* Your instructions
Copy out, exactly as given, every line from the line with "of the orange" to the end of the listing, both of those lines included.

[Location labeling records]
───

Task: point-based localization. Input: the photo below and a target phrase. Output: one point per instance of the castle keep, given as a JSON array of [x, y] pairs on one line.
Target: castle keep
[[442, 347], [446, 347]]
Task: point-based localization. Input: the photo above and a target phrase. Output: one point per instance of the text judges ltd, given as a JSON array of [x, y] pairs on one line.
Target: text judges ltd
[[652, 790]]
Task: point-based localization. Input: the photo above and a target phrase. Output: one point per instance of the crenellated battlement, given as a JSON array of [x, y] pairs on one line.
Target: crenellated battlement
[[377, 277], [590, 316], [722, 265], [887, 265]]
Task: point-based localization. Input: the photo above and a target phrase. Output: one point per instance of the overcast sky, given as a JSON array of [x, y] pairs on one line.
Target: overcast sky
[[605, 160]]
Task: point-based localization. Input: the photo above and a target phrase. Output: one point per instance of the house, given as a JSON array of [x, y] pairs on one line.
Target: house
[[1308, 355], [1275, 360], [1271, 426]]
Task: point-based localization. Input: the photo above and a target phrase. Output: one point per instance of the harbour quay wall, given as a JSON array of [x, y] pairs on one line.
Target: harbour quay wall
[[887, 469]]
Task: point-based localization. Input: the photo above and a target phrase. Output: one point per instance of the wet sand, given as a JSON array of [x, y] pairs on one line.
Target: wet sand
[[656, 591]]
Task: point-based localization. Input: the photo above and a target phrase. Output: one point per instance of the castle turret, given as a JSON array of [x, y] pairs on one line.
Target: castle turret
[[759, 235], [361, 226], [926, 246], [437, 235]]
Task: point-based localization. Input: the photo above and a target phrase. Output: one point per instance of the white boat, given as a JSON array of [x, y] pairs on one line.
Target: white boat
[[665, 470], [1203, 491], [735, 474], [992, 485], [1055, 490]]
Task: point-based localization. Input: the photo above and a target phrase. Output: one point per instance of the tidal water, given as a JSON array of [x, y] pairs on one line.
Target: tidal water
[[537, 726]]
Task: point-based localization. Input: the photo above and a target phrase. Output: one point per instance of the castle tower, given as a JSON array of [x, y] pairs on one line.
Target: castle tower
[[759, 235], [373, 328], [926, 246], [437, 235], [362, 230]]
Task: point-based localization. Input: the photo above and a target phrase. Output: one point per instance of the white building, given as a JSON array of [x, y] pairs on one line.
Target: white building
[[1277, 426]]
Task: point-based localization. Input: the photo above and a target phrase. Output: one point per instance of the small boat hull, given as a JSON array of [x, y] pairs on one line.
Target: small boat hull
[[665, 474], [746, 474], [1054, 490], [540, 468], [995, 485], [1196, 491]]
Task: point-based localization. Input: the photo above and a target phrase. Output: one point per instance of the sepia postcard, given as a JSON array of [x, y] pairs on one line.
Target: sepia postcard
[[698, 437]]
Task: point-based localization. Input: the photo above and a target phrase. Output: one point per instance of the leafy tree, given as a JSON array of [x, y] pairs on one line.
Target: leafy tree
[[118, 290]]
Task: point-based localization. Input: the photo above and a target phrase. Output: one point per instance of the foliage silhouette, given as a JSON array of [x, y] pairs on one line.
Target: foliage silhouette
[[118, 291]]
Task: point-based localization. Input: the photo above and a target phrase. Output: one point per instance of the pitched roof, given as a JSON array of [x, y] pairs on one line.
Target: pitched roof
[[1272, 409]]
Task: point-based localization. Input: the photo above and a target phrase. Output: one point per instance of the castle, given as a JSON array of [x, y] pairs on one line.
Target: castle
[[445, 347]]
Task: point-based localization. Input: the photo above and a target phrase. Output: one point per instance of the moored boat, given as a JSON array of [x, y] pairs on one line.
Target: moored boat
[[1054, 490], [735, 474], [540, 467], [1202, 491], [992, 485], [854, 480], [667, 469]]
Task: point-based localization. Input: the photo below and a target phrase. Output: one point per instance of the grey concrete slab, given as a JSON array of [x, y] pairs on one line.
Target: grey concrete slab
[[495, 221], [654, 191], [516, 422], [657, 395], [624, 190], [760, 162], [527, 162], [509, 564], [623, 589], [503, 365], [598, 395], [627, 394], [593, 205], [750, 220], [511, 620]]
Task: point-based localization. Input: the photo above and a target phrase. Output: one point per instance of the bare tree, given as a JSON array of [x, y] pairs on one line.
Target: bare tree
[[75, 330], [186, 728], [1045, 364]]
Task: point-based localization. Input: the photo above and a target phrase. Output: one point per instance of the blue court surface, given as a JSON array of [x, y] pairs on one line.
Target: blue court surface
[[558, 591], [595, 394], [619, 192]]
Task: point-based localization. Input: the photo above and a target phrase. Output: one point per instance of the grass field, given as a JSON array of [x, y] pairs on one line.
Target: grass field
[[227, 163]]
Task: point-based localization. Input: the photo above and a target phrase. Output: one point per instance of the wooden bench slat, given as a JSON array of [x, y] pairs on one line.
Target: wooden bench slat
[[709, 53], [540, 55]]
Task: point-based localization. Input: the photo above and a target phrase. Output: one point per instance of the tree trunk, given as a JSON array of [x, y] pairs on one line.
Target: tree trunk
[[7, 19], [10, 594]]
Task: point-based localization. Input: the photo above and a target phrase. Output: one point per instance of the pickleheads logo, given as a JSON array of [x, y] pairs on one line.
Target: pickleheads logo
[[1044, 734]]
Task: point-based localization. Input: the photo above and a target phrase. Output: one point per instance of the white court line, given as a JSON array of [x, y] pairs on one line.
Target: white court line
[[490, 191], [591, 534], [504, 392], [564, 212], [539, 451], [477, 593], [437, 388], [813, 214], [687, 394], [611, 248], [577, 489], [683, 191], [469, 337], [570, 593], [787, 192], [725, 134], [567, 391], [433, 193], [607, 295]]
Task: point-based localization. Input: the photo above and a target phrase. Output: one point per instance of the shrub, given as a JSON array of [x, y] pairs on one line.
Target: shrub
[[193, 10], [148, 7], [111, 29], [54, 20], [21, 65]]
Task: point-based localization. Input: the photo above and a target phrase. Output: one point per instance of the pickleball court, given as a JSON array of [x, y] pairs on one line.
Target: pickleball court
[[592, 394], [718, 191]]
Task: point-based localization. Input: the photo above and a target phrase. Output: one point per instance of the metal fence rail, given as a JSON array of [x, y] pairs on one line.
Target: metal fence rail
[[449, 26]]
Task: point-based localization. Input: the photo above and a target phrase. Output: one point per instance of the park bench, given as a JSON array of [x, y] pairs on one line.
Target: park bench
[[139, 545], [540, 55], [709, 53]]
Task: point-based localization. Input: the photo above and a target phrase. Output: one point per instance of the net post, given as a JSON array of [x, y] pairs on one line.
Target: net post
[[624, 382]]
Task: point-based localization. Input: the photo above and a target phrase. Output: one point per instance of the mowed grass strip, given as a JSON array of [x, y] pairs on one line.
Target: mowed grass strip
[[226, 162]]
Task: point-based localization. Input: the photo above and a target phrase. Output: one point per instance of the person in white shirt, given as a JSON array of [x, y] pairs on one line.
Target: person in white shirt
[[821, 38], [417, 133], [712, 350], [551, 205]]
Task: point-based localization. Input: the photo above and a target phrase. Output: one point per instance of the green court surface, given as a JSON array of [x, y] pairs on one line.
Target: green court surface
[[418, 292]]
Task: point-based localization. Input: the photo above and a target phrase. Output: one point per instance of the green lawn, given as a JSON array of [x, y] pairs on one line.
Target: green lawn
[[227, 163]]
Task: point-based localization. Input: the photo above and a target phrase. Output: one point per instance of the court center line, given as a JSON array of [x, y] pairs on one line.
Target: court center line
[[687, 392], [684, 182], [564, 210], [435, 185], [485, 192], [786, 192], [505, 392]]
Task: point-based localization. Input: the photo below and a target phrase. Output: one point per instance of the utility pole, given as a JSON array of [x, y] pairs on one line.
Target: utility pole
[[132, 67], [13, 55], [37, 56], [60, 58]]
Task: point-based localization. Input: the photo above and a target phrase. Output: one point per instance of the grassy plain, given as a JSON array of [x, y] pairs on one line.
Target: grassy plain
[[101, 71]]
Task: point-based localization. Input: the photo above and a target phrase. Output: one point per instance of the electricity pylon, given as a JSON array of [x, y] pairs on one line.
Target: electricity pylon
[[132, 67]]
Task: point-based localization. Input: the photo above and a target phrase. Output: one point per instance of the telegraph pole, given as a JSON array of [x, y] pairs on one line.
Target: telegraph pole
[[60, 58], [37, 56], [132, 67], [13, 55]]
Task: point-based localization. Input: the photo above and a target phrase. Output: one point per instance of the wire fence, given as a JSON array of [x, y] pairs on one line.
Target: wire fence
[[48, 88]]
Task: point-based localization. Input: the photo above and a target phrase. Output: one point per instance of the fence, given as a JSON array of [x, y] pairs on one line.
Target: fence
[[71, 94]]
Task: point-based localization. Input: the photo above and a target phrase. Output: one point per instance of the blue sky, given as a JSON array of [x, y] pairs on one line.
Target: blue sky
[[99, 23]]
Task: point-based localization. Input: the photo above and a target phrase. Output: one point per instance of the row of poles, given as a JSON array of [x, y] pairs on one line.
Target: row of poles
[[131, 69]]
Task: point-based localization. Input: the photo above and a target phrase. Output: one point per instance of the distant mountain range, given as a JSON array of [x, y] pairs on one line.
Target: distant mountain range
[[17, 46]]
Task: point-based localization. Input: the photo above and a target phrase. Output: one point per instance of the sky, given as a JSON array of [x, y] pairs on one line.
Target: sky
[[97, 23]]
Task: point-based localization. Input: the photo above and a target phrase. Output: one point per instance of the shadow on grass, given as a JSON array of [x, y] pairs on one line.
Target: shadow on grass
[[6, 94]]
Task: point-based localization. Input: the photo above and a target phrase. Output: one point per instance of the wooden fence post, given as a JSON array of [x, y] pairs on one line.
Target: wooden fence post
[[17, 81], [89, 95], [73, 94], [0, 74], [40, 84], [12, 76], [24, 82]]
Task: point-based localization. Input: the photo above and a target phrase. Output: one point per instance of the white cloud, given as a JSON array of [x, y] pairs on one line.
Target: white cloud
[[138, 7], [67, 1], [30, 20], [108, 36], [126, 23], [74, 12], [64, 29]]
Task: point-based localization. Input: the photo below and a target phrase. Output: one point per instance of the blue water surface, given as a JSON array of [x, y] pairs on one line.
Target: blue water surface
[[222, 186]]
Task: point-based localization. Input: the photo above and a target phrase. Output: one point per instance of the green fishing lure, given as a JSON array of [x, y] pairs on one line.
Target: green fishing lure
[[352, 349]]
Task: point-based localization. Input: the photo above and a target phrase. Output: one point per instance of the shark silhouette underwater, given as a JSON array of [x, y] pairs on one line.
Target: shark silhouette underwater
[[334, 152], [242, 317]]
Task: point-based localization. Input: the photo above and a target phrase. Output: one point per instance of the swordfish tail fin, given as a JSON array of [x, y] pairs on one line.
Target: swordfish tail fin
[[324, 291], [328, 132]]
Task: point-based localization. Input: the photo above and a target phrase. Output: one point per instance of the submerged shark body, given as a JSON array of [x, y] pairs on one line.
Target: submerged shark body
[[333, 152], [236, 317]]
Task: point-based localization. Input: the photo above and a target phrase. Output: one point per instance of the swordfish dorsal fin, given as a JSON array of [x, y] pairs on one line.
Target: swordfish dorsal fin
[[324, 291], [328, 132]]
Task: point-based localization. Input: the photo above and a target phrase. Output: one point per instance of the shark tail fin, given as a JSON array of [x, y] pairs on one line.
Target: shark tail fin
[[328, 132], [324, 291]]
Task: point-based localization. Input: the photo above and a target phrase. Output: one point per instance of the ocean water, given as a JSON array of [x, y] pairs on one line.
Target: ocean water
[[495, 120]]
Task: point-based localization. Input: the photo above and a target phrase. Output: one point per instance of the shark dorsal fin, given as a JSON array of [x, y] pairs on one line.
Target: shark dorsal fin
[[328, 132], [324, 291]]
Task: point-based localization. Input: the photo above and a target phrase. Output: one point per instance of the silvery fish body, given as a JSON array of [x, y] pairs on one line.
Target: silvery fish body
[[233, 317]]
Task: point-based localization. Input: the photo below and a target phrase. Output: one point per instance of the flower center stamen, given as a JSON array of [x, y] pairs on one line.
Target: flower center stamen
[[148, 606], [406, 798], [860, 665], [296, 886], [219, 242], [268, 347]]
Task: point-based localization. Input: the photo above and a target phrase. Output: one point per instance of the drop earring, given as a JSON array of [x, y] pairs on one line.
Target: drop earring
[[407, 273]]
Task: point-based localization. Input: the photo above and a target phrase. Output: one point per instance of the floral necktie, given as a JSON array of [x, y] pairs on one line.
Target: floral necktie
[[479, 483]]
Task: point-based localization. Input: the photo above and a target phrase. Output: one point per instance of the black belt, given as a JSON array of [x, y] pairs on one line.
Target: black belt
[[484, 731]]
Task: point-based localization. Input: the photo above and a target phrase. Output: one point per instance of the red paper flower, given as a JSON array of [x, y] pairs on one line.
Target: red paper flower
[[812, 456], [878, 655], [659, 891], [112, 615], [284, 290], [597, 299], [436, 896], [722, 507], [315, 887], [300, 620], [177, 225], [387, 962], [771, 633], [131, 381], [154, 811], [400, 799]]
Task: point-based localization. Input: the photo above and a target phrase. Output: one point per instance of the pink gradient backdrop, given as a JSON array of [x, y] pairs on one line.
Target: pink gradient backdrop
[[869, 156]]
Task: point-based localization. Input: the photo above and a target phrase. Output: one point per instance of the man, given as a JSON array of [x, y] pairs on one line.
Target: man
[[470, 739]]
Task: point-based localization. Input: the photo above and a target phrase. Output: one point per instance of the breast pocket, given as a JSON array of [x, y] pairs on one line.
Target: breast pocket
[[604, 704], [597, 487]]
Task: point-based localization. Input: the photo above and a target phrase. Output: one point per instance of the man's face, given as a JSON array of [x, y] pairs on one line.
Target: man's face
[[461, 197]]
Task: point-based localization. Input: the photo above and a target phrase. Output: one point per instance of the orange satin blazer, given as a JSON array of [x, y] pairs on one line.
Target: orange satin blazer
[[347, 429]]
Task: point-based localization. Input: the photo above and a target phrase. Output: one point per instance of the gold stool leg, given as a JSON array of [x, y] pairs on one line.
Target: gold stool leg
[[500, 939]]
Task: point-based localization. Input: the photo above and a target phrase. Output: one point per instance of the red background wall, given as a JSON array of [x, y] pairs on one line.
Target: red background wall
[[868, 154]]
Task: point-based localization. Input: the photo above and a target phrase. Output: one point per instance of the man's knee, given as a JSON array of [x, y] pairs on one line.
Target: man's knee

───

* Correct output
Task: point-based localization. Input: the photo above and a target phrase. Output: one point per instance of the orange satin blazer, given as a JSON array of [x, y] pairs on one line.
Target: orange satin blazer
[[347, 429]]
Task: point-based localization. Input: the photo above and a target phrase. Output: one point per instance of the gold stool leg, given as a JSON array of [x, y] pairs on one line.
Target: gold stool leg
[[500, 939]]
Task: point-based localization. Input: the photo above and a target phrase. Output: one point per instance of the red background wall, given as a JSON array of [x, y] pairs on one line.
Target: red background wall
[[868, 154]]
Task: point-based localization. Input: the photo above and a target phrase. Output: one point per instance of the man's knee, given as a JSON array of [x, y] pairs on one line.
Target: man's knee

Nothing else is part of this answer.